Source records:

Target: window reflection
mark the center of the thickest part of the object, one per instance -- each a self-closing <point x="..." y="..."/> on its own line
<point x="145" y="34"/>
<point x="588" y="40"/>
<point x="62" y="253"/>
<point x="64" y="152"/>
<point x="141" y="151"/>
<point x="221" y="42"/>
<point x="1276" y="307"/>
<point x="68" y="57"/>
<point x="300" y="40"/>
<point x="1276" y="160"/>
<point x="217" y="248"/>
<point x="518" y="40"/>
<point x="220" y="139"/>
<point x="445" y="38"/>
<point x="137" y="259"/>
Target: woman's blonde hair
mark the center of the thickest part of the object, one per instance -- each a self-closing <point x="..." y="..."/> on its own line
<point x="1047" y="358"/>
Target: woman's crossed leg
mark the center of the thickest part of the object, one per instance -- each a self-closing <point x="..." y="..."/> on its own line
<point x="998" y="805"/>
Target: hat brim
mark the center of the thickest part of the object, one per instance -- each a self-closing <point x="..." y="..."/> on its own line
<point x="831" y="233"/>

WRITTEN REQUEST
Print every line of the listing above verbatim, covering it in its entirety.

RESPONSE TO THE EXERCISE
Target: window reflection
mark the center of the thickest part of the object, one per instance -- each a self-closing <point x="..." y="..."/> on its own line
<point x="145" y="34"/>
<point x="588" y="40"/>
<point x="62" y="253"/>
<point x="64" y="152"/>
<point x="141" y="151"/>
<point x="221" y="42"/>
<point x="1276" y="307"/>
<point x="68" y="57"/>
<point x="300" y="40"/>
<point x="1276" y="160"/>
<point x="217" y="248"/>
<point x="518" y="40"/>
<point x="220" y="139"/>
<point x="445" y="38"/>
<point x="137" y="259"/>
Target: woman's blonde hair
mark the center of the thickest part of the object, one per instance -- each a self-closing <point x="..." y="..."/> on its own line
<point x="1047" y="358"/>
Target: woman's crossed leg
mark the center of the thickest part of the object, one per instance -- each a self-closing <point x="..." y="..."/> on its own line
<point x="998" y="805"/>
Target: hat brim
mark the center of the thickest part of the object, one per instance -- each a self-closing <point x="..." y="..."/> on its own line
<point x="831" y="233"/>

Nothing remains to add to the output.